Workloads that involve heavy streaming of sequential I/O often benefit from high read-ahead values. The storage-related tuned profiles provided with Red Hat Enterprise Linux raise the read-ahead value, as does using LVM striping, but these adjustments are not always sufficient for all workloads.

Additional resources

  • mount(8), xfs(5), and ext4(5) man pages

32.4. Types of discarding unused blocks

Regularly discarding blocks that are not in use by the file system is a recommended practice for both solid-state disks and thinly-provisioned storage.

The following are the two methods of discarding unused blocks:

Batch discard
This type of discard is part of the fstrim command. It discards all unused blocks in a file system that match criteria specified by the administrator. Red Hat Enterprise Linux 9 supports batch discard on XFS and ext4 formatted devices that support physical discard operations.
Online discard

This type of discard operation is configured at mount time with the discard option, and runs in real time without user intervention. However, it only discards blocks that are transitioning from used to free. Red Hat Enterprise Linux 9 supports online discard on XFS and ext4 formatted devices.

Red Hat recommends batch discard, except where online discard is required to maintain performance, or where batch discard is not feasible for the system’s workload.

Stored records:
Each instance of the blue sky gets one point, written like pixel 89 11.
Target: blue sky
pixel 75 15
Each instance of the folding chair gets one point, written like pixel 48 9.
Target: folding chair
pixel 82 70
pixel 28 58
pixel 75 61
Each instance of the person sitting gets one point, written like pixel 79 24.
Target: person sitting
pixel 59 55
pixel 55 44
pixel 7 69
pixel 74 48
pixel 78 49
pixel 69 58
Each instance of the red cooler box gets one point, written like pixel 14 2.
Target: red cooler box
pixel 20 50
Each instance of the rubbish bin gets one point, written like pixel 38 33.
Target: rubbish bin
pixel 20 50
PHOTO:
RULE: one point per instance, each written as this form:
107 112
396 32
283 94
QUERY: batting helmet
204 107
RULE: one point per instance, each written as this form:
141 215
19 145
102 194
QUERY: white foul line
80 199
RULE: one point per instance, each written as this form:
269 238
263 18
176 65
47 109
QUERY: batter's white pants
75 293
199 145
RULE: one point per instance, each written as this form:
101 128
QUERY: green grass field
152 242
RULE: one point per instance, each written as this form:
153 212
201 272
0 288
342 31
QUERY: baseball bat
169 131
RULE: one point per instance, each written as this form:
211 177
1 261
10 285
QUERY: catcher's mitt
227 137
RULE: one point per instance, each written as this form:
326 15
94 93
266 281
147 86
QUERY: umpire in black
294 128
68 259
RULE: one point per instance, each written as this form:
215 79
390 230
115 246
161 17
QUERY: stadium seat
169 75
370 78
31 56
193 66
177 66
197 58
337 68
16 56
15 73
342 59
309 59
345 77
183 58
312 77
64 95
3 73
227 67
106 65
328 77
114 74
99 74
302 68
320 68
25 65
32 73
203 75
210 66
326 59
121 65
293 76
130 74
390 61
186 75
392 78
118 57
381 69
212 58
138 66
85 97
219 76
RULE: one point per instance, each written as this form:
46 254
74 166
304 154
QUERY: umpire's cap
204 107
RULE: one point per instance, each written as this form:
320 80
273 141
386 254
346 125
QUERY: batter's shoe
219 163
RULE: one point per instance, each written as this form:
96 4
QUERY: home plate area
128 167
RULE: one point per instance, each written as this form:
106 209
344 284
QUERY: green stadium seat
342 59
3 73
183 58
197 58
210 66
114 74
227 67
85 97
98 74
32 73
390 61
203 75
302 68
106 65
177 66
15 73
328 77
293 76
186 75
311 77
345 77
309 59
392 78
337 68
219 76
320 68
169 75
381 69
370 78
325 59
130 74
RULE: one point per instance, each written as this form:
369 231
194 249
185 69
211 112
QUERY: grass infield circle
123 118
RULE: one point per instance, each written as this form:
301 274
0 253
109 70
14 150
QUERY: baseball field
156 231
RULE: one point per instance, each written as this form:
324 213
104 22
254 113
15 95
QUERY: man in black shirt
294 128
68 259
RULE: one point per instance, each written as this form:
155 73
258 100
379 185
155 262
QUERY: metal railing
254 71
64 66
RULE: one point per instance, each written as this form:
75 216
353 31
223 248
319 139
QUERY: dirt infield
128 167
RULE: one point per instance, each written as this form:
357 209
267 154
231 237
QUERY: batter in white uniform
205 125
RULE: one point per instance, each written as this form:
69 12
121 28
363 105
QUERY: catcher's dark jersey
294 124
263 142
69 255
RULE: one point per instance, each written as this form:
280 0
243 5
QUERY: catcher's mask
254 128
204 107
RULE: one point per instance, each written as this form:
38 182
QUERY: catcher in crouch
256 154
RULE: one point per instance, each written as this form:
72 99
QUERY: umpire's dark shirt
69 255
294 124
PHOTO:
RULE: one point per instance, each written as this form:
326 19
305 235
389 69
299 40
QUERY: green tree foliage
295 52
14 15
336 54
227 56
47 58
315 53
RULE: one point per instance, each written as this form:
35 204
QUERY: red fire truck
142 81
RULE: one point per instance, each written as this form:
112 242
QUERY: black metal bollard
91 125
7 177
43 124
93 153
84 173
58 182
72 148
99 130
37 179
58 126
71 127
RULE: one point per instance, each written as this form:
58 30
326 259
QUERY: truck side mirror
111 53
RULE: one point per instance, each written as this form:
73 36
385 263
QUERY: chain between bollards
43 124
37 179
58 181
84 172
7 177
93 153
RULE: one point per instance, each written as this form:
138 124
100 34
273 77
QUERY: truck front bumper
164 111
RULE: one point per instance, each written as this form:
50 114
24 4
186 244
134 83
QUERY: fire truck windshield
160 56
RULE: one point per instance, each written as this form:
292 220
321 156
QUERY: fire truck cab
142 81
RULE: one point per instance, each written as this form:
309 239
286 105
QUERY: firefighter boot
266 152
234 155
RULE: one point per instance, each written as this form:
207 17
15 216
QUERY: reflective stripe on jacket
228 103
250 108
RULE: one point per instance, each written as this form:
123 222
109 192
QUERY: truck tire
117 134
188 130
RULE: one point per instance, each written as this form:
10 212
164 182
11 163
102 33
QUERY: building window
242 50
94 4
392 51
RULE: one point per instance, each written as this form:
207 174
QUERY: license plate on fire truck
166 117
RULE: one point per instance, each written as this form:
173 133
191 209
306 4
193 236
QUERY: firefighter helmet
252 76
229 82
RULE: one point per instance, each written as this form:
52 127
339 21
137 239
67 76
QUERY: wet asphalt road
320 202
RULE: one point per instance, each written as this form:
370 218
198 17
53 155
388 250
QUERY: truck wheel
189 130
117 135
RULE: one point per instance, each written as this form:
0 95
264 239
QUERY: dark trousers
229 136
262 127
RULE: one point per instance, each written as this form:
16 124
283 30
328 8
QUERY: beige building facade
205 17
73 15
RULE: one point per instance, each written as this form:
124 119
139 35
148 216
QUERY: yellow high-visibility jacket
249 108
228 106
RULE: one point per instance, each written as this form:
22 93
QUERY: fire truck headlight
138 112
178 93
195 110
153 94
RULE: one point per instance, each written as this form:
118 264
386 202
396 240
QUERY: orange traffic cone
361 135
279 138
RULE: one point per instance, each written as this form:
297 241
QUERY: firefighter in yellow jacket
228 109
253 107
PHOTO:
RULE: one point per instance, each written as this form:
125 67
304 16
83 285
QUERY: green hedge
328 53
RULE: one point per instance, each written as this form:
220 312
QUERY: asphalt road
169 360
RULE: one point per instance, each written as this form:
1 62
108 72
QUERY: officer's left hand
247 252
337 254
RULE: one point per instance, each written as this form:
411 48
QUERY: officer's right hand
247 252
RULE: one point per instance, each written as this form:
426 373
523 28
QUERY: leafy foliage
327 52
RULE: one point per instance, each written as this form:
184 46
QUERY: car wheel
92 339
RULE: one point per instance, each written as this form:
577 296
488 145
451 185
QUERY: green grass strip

**Task requirements**
1. How would you translate this sentence from the storage passage into Spanish: "Regularly discarding blocks that are not in use by the file system is a recommended practice for both solid-state disks and thinly-provisioned storage."
2. Red Hat generally recommends batch discard. According to the storage passage, when would online discard be the better choice?

**Answers for each item**
1. Descartar con regularidad los bloques que el sistema de archivos no está utilizando es una práctica recomendada tanto para los discos de estado sólido como para el almacenamiento con aprovisionamiento fino.

2. Online discard is the choice where it is required to maintain performance. It is also the choice where batch discard is not feasible for the system's workload.